---------- DATASET EXTRACT ----------
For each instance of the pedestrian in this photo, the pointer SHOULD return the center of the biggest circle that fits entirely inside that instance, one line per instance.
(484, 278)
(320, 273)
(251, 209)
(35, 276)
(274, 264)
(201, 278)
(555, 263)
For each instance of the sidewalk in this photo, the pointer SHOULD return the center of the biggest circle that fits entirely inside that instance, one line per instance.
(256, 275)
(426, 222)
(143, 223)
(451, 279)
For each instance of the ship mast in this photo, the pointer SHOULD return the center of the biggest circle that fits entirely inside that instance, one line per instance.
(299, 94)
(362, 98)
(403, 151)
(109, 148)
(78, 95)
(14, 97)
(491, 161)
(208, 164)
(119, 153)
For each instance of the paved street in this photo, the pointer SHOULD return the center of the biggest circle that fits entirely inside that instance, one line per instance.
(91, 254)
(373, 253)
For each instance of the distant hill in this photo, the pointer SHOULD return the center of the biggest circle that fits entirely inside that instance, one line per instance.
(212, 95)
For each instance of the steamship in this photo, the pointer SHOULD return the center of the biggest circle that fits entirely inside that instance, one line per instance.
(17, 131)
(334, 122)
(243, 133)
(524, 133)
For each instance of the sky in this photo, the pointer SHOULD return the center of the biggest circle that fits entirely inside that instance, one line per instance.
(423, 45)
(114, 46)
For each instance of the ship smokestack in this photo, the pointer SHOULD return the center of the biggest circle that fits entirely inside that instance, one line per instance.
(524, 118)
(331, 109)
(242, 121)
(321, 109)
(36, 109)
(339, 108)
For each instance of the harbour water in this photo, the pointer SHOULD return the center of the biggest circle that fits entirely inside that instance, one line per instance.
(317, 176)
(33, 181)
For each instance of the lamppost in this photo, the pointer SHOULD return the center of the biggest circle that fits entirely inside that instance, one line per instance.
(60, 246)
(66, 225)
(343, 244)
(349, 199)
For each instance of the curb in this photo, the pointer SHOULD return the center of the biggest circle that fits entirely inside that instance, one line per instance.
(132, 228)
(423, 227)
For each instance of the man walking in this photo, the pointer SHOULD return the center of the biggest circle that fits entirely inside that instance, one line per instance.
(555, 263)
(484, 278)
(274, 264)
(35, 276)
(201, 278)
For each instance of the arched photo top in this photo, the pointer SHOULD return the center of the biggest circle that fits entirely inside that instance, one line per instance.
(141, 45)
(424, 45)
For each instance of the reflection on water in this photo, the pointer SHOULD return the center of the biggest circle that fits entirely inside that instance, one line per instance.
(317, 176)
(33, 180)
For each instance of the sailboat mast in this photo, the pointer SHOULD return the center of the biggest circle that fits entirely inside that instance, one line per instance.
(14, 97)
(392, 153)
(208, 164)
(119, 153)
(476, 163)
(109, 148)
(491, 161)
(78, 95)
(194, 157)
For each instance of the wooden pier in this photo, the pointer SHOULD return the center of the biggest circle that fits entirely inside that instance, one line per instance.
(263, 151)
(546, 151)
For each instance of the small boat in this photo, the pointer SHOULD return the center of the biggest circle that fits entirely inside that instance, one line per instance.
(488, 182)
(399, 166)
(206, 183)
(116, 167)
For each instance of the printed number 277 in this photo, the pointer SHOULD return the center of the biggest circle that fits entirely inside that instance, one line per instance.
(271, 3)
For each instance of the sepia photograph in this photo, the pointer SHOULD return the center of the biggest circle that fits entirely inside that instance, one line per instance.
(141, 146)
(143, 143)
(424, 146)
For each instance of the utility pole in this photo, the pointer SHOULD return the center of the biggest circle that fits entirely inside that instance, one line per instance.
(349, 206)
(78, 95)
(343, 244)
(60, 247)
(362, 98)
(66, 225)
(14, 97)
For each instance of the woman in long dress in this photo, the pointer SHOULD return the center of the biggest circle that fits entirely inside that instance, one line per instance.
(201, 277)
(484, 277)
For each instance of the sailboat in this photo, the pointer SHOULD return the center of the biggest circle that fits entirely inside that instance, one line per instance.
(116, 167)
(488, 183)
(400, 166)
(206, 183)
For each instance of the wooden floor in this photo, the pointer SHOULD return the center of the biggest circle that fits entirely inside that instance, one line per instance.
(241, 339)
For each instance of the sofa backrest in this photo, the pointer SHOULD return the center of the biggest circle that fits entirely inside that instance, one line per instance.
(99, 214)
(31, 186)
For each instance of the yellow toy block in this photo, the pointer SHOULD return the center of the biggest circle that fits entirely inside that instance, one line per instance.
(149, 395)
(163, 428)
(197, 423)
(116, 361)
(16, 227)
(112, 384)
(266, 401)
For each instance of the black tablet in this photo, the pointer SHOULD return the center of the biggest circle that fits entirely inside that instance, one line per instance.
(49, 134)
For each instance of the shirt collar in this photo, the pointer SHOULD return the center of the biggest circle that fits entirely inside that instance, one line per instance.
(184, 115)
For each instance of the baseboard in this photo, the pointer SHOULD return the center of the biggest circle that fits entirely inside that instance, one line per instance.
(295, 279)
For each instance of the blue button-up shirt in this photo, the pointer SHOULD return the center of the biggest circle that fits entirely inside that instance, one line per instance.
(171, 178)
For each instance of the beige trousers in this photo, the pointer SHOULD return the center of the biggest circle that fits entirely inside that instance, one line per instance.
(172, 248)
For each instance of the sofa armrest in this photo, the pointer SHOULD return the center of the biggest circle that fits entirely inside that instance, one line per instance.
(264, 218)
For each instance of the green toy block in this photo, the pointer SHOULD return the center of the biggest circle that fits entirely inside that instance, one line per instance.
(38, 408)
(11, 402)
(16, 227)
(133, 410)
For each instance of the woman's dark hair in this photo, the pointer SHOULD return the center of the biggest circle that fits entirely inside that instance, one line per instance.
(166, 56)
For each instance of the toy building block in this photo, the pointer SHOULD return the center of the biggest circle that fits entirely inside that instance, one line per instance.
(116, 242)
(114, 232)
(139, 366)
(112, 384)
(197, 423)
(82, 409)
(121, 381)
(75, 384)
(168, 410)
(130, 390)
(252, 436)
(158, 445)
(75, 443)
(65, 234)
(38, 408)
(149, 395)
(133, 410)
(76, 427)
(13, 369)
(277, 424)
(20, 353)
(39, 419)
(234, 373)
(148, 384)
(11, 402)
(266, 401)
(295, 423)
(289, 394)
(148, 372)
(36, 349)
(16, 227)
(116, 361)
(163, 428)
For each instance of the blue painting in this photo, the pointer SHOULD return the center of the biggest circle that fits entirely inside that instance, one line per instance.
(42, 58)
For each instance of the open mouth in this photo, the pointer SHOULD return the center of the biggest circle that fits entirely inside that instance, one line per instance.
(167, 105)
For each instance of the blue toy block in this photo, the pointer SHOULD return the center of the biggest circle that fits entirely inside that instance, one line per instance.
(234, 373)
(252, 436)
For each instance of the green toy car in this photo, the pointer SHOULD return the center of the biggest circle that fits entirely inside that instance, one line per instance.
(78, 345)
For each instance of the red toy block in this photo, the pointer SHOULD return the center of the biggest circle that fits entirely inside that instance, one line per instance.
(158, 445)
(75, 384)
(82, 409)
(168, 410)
----------
| PROBLEM STATEMENT |
From the records above, extract everything verbatim.

| FINAL ANSWER |
For each instance of the pedestrian in this photo, the pointer SHOULD return the center of the biggest circle that fits entirely inside that instance, one line per instance.
(484, 278)
(320, 273)
(251, 209)
(35, 276)
(274, 264)
(201, 278)
(555, 263)
For each instance of the sidewalk in this photo, the pointer SHOULD return the center of the biggest circle that fits entirely inside that instance, one line per instance.
(256, 275)
(426, 222)
(143, 223)
(451, 279)
For each instance of the ship mast in this photo, the pointer SHOULD return the center of the biggest circle that fits entirely inside that instance, one line per instance.
(299, 94)
(362, 98)
(403, 151)
(109, 148)
(78, 95)
(14, 97)
(491, 161)
(208, 164)
(119, 153)
For each instance of the paved street in this photo, the pointer SHOULD return the center of the biggest circle that fits entirely inside that instance, one line per instance.
(91, 254)
(373, 253)
For each instance of the distant hill in this photo, the pointer SHOULD return the center of the biggest circle that fits entirely inside that instance, one line per instance.
(212, 95)
For each instance of the steamship in this photo, the pointer SHOULD return the center of the biggest circle that fits entirely inside that instance, one line per instance.
(17, 131)
(334, 122)
(243, 133)
(524, 133)
For each instance of the sky in this photo, the pointer SHOULD return the center of the biggest circle that fits entirely inside that instance, one line per instance.
(423, 45)
(114, 46)
For each instance of the ship smokestack in this photo, the pointer SHOULD return the center of the biggest circle that fits entirely inside that instance, one line per instance.
(524, 118)
(331, 109)
(242, 121)
(321, 109)
(36, 109)
(339, 108)
For each instance of the harbour water in this photo, the pointer SHOULD return the center of the biggest circle that fits entirely inside that instance, one line per instance.
(317, 176)
(33, 181)
For each instance of the lamppost in this photo, the pointer SHOULD return the center of the biggest circle that fits entirely inside that instance, one line per instance.
(60, 246)
(66, 225)
(343, 244)
(349, 199)
For each instance of the curb in this photo, the pointer SHOULD return the center of the biggest circle that fits entirely inside that instance, one line per instance.
(132, 228)
(423, 227)
For each instance of the man walking in this photo, the pointer SHOULD return the center of the biggest circle that fits entirely inside that instance, one line per instance.
(555, 263)
(484, 278)
(274, 264)
(35, 276)
(201, 278)
For each instance of the arched photo top in this photo, the pointer SHOULD return the center of the biggest circle that fits entirely inside that instance, one line per instance.
(141, 45)
(424, 45)
For each instance of the reflection on water in this photo, the pointer SHOULD return the center of the biggest circle that fits entirely inside that instance, one line per instance.
(317, 176)
(33, 180)
For each instance of the sailboat mast in this photo, the pointer SHOULD return the center of the biggest circle that fits entirely inside that instance, one line per instance.
(14, 97)
(392, 153)
(208, 164)
(119, 153)
(476, 163)
(109, 148)
(491, 161)
(78, 95)
(194, 157)
For each instance of the wooden pier in this photo, the pointer SHOULD return the center of the biggest circle that fits entirely inside that instance, one line per instance.
(263, 151)
(546, 151)
For each instance of the small boat in this photo, the pointer SHOULD return the center of the biggest circle that fits entirely inside that instance, one line per instance.
(488, 182)
(399, 166)
(206, 183)
(116, 167)
For each instance of the printed number 277 in this photo, the pointer SHOULD return the center of the biggest circle that fits entirely inside that instance, one line per instance.
(271, 3)
For each instance of the sepia photograph in this photo, the pointer SHOULD return the center of the biggest circle that fits entirely inside that instance, one line per instance.
(141, 146)
(143, 143)
(424, 146)
For each instance of the utility pole in this photo, the pointer SHOULD return the center of the biggest circle that fits entirely inside that instance, one line per instance.
(349, 206)
(78, 95)
(343, 244)
(60, 247)
(362, 98)
(66, 225)
(14, 97)
For each instance of the woman in long dress in this photo, the pointer SHOULD return the center of the biggest circle that fits entirely inside that instance, one line per instance.
(201, 277)
(484, 277)
For each instance of the sailboat in this photo, the pointer SHOULD return the center of the biggest circle that fits entirely inside that instance, one line per instance.
(116, 167)
(488, 183)
(400, 166)
(206, 183)
For each instance of the wooden floor in this photo, the pointer SHOULD return the center of the biggest circle that fits entirely inside that instance, one line per instance.
(241, 339)
For each instance of the sofa backrest in this photo, the pointer SHOULD return the center of the biggest circle that fits entirely inside that instance, one line per instance.
(99, 214)
(31, 186)
For each instance of the yellow toy block in this photo, the pointer SHOULD return the center of the biggest circle that fits entirely inside that instance, one line per instance.
(149, 395)
(163, 428)
(197, 423)
(116, 361)
(16, 227)
(112, 384)
(266, 401)
For each instance of the black tablet in this photo, the pointer SHOULD return the center of the biggest circle that fits entirely inside that instance, one line per instance.
(49, 134)
For each instance of the shirt collar in this photo, the pointer SHOULD return the center of the biggest circle that fits entirely inside that instance, one line per instance.
(184, 115)
For each instance of the baseboard in this photo, the pointer SHOULD return the center of the biggest circle that fits entirely inside that instance, one line per instance.
(295, 279)
For each instance of the blue button-up shirt in this photo, the pointer SHOULD return the center of the biggest circle that fits entirely inside that instance, one line per instance.
(171, 178)
For each instance of the beige trousers in this photo, the pointer SHOULD return the center of the biggest circle that fits entirely inside that instance, one line per instance.
(172, 248)
For each instance of the sofa armrest in this photo, the pointer SHOULD return the center of the biggest circle that fits entirely inside that instance, one line per instance.
(264, 218)
For each instance of the green toy block in this photo, the pointer SHOULD return the center of the biggest circle that fits entirely inside that instance, one line per instance.
(38, 408)
(11, 402)
(16, 227)
(133, 410)
For each instance of the woman's dark hair in this photo, the pointer SHOULD return the center of the biggest circle that fits entirely inside that instance, one line per instance.
(166, 56)
For each instance of the toy building block in this photo, the pointer SHOULD return the center of the biggest circle that fits entirely inside that instance, one line per instance.
(116, 242)
(114, 232)
(139, 366)
(112, 384)
(197, 423)
(82, 409)
(121, 381)
(75, 384)
(168, 410)
(130, 390)
(252, 436)
(158, 445)
(75, 443)
(65, 234)
(38, 408)
(149, 395)
(133, 410)
(76, 427)
(13, 369)
(277, 424)
(20, 353)
(39, 419)
(234, 373)
(148, 384)
(11, 402)
(266, 401)
(295, 423)
(289, 394)
(148, 372)
(36, 349)
(16, 227)
(116, 361)
(163, 428)
For each instance of the blue painting in this photo, the pointer SHOULD return the center of the biggest circle that fits entirely inside that instance, one line per instance.
(42, 58)
For each instance of the open mouth in this photo, the pointer SHOULD return the center of the biggest circle that fits entirely inside that instance, one line per instance.
(167, 105)
For each instance of the blue toy block in this photo, the pointer SHOULD return the center of the biggest circle that fits entirely inside that instance, one line per instance.
(234, 373)
(252, 436)
For each instance of the green toy car in this photo, the pointer SHOULD return the center of the biggest circle that fits entirely inside that instance, one line per instance.
(78, 345)
For each instance of the red toy block in this photo, the pointer SHOULD return the center of the biggest circle that fits entirely inside that instance, one line per instance.
(158, 445)
(75, 384)
(82, 409)
(168, 410)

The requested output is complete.